**Work to complete**
Transcribe the full listing exactly, and drop every picture.
────
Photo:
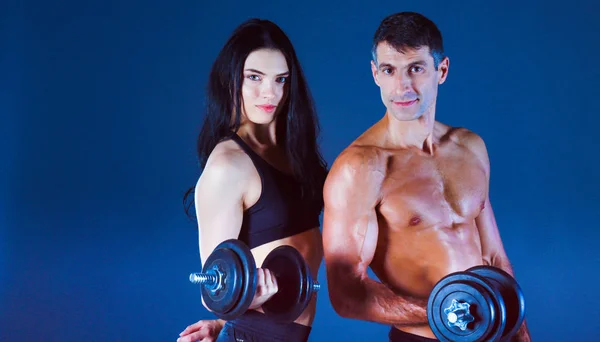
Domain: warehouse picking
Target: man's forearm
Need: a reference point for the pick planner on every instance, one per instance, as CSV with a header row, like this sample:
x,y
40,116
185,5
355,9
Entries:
x,y
370,300
522,334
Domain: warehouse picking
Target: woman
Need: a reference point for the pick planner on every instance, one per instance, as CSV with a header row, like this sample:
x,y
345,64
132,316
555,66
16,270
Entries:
x,y
263,174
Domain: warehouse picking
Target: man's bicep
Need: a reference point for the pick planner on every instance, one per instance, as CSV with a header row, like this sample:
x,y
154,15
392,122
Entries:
x,y
349,223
────
**Finished exercise**
Photo:
Domain: warehouse picking
Target: man's forearm
Need: a reference point for the pick planner on every instance, one per instance, as CSV with a header row, like this sample:
x,y
40,116
185,5
355,9
Entries:
x,y
370,300
522,334
Domain: warehouse picking
Target: woman
Need: a reference point for the pick planner on every instance, one per instance, as CSV with a header row, like this sample:
x,y
345,64
132,316
555,66
16,270
Entries:
x,y
263,174
Domain: warehouse picking
Target: man's bicep
Need: a reference point for the pick planner on every instance, one per instance, as CSV with a header row, like this sample:
x,y
154,15
392,122
Entries:
x,y
349,223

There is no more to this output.